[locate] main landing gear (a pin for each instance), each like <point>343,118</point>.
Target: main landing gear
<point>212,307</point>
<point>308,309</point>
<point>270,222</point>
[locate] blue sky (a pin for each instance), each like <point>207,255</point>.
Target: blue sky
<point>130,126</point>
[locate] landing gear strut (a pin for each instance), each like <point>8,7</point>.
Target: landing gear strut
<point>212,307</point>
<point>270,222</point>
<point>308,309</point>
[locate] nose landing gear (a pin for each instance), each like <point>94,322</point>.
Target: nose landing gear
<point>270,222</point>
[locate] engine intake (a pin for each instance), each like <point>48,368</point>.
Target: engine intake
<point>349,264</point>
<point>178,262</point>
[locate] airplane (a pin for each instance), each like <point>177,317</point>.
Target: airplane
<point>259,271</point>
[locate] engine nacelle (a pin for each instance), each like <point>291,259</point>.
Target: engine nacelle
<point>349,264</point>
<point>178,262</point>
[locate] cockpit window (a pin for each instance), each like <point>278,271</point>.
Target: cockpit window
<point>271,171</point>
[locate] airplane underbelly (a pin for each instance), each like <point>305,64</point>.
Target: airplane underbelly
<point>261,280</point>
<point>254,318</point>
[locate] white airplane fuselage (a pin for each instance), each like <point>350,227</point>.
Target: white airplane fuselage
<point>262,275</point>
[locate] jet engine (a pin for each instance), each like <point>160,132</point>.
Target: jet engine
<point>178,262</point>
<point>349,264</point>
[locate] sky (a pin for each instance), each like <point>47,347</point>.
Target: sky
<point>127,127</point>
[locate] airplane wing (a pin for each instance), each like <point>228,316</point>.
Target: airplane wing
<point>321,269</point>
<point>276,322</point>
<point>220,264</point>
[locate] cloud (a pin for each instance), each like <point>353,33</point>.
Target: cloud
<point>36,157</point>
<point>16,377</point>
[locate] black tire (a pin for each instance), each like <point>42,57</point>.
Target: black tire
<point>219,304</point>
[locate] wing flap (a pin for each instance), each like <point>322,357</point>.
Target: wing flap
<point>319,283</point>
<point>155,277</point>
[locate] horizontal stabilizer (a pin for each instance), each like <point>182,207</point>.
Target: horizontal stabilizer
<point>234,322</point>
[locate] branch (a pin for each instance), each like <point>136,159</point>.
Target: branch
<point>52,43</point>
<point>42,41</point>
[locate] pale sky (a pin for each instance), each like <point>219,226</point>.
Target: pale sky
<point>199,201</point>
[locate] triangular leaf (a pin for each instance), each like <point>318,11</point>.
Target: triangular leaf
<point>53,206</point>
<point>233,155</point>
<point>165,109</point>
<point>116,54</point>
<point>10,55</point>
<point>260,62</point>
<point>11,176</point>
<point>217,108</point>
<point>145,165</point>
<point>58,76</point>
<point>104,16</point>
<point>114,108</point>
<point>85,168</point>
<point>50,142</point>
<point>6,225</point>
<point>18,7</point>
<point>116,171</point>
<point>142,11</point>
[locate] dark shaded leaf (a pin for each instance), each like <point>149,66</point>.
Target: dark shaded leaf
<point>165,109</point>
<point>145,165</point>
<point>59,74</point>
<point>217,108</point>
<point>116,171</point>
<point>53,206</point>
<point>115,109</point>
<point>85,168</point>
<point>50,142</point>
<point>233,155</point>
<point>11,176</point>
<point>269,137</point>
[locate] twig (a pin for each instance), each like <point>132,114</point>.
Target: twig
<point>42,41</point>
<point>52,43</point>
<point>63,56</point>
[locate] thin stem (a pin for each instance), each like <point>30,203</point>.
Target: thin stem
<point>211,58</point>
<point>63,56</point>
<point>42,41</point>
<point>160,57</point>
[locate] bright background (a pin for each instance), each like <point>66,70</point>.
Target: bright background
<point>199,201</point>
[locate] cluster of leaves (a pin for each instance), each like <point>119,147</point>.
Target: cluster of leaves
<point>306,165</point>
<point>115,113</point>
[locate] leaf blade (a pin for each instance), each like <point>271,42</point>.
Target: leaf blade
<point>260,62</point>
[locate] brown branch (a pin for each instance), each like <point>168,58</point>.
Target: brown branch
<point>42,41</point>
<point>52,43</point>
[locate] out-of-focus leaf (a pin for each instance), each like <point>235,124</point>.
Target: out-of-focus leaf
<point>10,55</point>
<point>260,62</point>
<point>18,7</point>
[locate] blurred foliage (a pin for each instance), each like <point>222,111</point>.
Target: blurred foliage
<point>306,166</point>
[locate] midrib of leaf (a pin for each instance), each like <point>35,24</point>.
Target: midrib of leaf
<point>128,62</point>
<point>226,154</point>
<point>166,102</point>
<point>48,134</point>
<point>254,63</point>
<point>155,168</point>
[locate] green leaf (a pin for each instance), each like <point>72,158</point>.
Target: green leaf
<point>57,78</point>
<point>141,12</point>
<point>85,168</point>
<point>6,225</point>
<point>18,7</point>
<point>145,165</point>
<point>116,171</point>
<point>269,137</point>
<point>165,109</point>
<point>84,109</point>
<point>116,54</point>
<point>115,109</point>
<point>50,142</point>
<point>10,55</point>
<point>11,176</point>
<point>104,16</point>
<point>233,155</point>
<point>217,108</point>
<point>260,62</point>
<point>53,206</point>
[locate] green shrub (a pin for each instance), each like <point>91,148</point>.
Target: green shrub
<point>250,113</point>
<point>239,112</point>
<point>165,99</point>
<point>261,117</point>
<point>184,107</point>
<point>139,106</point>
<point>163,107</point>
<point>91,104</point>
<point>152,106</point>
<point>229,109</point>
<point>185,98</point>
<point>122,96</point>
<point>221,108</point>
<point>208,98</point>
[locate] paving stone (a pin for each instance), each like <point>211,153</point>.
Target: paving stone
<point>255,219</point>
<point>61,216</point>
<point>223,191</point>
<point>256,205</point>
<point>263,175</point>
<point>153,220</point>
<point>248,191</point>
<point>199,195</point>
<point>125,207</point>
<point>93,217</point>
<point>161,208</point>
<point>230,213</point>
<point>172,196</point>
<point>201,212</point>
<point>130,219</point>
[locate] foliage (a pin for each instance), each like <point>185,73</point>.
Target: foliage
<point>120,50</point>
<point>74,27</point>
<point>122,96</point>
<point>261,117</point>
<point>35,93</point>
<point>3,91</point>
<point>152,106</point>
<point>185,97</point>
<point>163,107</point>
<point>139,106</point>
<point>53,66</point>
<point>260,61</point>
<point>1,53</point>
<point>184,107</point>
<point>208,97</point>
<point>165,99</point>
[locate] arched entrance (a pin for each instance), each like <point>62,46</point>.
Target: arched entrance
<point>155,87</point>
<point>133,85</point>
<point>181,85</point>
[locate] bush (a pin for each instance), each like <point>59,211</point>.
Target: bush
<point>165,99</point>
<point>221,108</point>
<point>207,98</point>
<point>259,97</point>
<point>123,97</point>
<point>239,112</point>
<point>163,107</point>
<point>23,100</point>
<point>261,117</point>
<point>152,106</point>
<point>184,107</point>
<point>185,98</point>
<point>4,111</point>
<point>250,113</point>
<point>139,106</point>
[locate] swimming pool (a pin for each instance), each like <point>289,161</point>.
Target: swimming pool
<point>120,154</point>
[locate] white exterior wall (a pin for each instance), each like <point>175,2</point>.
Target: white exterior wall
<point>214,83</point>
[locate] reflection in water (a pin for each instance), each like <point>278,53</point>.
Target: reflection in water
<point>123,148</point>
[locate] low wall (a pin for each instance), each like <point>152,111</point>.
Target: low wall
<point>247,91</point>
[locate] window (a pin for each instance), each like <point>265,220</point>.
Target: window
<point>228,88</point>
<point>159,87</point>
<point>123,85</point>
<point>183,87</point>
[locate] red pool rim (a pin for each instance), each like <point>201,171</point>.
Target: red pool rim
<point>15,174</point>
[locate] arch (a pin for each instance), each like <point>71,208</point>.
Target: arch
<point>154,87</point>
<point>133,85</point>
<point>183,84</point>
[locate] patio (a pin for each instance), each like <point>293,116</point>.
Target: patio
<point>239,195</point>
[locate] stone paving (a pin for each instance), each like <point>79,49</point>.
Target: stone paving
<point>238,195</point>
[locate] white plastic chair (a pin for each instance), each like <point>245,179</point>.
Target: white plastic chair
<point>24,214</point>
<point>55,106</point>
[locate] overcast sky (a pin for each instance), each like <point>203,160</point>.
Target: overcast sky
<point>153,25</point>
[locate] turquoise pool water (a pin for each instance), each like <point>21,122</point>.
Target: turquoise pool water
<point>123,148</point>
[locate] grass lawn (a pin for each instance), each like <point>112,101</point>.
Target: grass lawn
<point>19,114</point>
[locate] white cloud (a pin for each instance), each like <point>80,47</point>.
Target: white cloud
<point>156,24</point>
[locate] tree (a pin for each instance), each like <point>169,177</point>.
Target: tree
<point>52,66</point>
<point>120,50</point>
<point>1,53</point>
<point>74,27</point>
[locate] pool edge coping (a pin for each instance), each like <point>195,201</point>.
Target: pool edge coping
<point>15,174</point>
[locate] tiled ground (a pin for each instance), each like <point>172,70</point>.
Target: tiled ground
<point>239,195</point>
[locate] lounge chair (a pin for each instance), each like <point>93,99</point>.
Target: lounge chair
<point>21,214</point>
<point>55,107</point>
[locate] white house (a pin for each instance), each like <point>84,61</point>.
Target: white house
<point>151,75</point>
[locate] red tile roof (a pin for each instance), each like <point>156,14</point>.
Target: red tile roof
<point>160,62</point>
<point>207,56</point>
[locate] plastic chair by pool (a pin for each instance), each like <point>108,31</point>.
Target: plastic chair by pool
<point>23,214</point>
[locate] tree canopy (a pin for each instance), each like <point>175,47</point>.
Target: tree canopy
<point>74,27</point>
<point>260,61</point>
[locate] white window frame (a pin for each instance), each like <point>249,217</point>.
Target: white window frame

:: PROBLEM DETAILS ::
Copy out each line of the data that holds the string "frame".

:: WRITTEN SOLUTION ::
[locate] white window frame (a pin for each instance), each like <point>249,217</point>.
Target: white window frame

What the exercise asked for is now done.